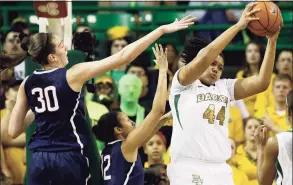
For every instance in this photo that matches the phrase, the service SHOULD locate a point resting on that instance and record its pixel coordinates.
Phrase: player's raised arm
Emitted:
(20, 119)
(259, 83)
(137, 137)
(80, 73)
(198, 64)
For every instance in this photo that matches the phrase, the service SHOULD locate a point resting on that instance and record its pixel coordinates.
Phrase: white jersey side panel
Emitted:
(200, 120)
(284, 160)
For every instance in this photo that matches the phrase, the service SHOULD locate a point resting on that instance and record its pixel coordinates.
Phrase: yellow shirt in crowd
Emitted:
(280, 120)
(235, 126)
(239, 177)
(245, 164)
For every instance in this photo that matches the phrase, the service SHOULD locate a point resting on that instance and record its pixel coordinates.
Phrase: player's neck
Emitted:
(130, 108)
(151, 161)
(280, 106)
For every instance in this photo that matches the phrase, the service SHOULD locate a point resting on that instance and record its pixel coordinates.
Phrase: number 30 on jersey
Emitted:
(46, 103)
(209, 114)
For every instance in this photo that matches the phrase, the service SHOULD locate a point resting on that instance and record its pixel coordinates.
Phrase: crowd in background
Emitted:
(131, 89)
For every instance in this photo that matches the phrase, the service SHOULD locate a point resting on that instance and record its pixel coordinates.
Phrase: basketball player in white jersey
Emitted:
(275, 154)
(199, 102)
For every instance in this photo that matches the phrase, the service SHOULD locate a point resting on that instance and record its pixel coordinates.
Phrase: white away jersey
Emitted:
(200, 120)
(284, 160)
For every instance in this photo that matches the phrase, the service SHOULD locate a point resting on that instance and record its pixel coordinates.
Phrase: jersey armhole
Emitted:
(124, 156)
(69, 85)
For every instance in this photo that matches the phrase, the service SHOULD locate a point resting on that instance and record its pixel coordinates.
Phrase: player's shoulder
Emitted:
(225, 82)
(272, 146)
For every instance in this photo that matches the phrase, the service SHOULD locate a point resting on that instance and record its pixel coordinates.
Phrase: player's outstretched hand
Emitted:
(261, 136)
(274, 36)
(161, 57)
(247, 15)
(179, 25)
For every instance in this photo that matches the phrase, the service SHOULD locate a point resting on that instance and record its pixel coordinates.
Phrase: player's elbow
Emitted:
(126, 57)
(13, 133)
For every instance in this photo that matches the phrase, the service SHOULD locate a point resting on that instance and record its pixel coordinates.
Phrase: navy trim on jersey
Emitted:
(128, 174)
(37, 72)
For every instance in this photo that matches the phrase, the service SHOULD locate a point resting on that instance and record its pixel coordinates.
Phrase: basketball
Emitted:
(270, 18)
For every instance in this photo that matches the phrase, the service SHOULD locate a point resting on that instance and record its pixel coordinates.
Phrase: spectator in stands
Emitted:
(139, 68)
(155, 149)
(239, 177)
(19, 24)
(156, 174)
(245, 158)
(5, 174)
(11, 45)
(83, 27)
(284, 65)
(13, 148)
(254, 53)
(275, 117)
(105, 91)
(129, 89)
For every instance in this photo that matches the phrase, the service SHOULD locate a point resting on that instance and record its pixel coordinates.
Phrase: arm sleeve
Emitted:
(241, 106)
(176, 87)
(230, 83)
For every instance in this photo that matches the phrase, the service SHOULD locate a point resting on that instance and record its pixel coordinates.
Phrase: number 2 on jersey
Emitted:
(107, 159)
(209, 114)
(46, 105)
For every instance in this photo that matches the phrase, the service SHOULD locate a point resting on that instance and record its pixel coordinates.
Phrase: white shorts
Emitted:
(190, 172)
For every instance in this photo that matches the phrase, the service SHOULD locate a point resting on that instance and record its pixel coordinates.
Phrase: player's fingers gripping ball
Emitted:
(270, 19)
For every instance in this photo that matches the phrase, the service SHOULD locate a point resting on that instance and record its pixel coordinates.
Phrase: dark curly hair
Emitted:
(104, 130)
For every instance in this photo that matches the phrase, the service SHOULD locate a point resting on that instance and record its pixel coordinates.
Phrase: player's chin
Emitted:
(212, 80)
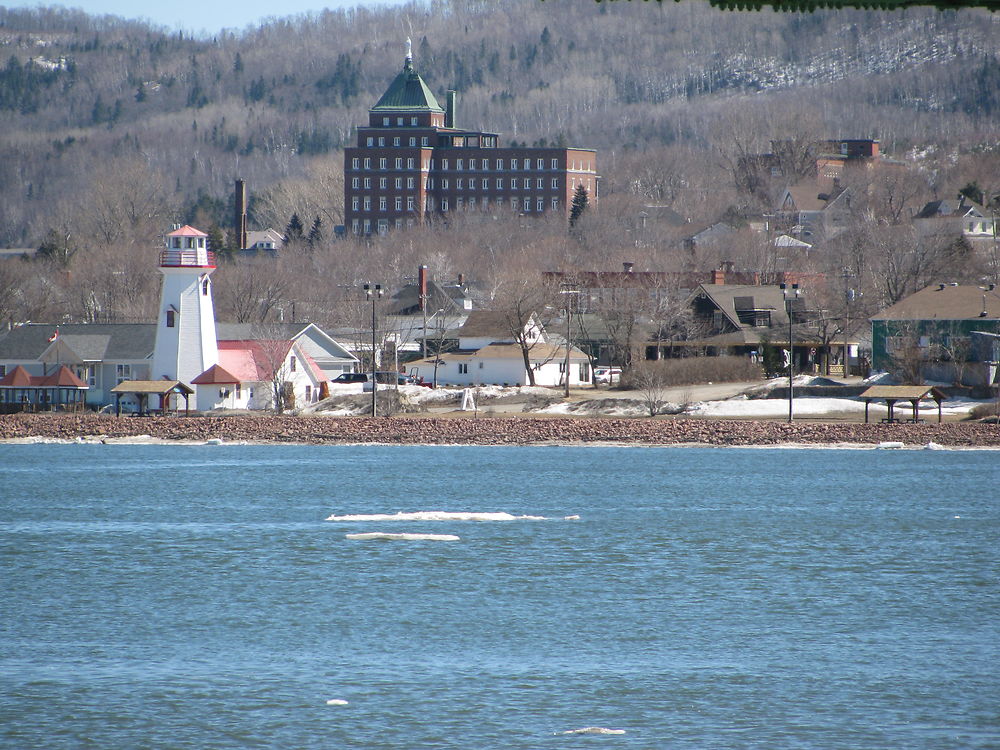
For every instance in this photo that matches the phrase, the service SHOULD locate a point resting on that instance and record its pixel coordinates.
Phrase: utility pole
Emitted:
(373, 292)
(569, 314)
(790, 293)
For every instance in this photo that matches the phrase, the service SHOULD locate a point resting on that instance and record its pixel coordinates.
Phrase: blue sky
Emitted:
(202, 15)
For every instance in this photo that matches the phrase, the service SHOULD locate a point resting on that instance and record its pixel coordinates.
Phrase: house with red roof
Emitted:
(265, 374)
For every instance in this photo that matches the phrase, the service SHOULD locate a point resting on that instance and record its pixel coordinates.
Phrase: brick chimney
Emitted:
(240, 216)
(422, 285)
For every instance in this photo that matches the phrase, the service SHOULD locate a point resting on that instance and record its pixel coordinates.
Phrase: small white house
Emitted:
(249, 371)
(503, 364)
(488, 354)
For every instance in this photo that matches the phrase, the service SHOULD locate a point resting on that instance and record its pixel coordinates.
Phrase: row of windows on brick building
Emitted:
(358, 163)
(516, 183)
(522, 204)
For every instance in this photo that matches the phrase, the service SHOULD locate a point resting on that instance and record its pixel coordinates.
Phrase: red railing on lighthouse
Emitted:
(188, 258)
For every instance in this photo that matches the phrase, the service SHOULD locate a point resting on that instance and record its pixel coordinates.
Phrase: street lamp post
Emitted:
(373, 292)
(790, 293)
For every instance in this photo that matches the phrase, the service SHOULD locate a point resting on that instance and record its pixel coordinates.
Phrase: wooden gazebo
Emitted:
(143, 389)
(893, 393)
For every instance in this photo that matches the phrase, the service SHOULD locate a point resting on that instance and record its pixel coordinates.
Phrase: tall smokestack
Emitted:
(449, 112)
(240, 218)
(422, 285)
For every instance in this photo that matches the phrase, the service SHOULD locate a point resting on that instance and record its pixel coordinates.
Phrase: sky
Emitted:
(201, 16)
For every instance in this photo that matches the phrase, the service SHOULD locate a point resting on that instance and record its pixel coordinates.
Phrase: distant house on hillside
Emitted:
(960, 216)
(813, 211)
(740, 319)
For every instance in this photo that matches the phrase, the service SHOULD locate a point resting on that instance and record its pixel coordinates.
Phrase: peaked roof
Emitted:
(91, 342)
(215, 375)
(187, 231)
(960, 207)
(407, 93)
(61, 378)
(946, 302)
(255, 362)
(481, 323)
(16, 378)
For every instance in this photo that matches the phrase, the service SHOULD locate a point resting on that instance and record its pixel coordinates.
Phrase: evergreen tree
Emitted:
(294, 230)
(579, 205)
(216, 240)
(315, 233)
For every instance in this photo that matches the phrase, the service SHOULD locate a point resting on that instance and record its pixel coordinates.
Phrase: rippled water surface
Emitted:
(196, 597)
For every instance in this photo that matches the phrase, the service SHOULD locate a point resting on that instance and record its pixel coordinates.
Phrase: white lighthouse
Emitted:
(185, 330)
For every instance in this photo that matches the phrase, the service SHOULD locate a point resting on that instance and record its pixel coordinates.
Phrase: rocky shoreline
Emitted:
(491, 431)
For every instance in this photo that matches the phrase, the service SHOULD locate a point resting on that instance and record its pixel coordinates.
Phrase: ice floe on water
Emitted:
(436, 515)
(594, 730)
(381, 535)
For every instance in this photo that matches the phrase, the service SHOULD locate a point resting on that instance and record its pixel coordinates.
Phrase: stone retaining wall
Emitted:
(492, 431)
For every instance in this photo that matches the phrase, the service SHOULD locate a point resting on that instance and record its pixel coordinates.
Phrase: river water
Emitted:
(197, 597)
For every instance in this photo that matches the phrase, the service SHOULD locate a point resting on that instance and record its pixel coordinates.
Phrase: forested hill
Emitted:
(86, 100)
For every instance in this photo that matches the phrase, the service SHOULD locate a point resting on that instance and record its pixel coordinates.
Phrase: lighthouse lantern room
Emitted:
(186, 344)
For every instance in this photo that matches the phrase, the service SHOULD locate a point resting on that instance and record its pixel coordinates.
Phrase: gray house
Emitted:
(102, 355)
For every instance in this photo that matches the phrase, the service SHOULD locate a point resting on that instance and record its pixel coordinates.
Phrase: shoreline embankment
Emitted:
(492, 430)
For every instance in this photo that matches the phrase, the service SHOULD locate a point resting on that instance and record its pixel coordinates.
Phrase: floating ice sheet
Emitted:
(381, 535)
(435, 515)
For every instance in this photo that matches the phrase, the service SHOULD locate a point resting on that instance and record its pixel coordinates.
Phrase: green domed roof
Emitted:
(407, 93)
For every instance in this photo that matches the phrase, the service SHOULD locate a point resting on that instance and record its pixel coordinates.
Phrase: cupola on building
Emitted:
(413, 162)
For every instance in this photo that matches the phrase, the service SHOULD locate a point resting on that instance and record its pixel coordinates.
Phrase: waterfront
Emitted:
(195, 596)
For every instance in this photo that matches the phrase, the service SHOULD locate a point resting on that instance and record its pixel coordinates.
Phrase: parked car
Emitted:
(607, 375)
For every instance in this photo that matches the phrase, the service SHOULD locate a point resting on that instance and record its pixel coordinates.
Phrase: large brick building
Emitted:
(412, 163)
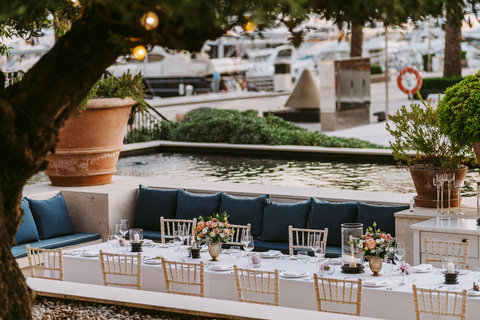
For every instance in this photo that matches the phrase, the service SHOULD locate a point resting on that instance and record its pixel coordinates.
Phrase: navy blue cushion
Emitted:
(278, 216)
(268, 245)
(382, 215)
(57, 242)
(27, 232)
(153, 204)
(331, 215)
(191, 205)
(51, 217)
(243, 210)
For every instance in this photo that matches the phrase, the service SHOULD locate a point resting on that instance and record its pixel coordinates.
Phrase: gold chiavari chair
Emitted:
(238, 230)
(440, 303)
(45, 263)
(337, 291)
(256, 283)
(299, 238)
(184, 277)
(168, 226)
(435, 250)
(121, 270)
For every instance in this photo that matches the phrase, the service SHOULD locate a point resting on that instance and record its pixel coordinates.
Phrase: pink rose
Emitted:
(370, 243)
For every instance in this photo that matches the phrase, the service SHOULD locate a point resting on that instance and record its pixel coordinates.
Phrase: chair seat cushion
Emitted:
(27, 231)
(382, 215)
(263, 246)
(244, 210)
(191, 205)
(331, 215)
(153, 204)
(51, 217)
(278, 216)
(54, 243)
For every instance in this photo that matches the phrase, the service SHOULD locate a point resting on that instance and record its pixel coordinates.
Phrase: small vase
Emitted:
(375, 263)
(214, 250)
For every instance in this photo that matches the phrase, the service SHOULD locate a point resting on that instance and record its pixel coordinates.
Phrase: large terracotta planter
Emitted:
(87, 151)
(427, 192)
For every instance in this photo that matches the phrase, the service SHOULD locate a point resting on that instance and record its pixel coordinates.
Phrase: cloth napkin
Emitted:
(422, 267)
(270, 253)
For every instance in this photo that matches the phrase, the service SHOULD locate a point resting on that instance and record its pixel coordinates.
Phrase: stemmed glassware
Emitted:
(459, 186)
(450, 181)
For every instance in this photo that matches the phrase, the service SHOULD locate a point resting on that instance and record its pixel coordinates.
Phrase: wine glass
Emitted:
(124, 227)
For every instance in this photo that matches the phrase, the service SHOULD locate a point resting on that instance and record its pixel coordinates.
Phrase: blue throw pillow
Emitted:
(51, 217)
(278, 216)
(382, 215)
(27, 232)
(153, 204)
(331, 215)
(243, 210)
(191, 205)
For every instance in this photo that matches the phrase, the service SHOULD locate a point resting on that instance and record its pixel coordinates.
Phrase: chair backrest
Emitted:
(299, 238)
(435, 250)
(238, 230)
(45, 263)
(440, 303)
(256, 284)
(168, 226)
(121, 270)
(183, 277)
(337, 291)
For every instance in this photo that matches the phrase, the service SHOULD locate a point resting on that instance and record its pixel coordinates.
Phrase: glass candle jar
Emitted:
(352, 256)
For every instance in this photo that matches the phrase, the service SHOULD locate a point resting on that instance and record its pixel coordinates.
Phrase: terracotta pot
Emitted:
(375, 264)
(214, 249)
(427, 192)
(87, 151)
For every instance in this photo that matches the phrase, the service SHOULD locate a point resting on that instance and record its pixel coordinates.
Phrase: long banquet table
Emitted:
(388, 302)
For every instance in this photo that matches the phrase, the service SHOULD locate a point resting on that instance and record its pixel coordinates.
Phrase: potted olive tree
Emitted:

_Assignment_
A line in the material may hold the string "crowd". Report how many do, and write only the number.

_Completed exercise_
2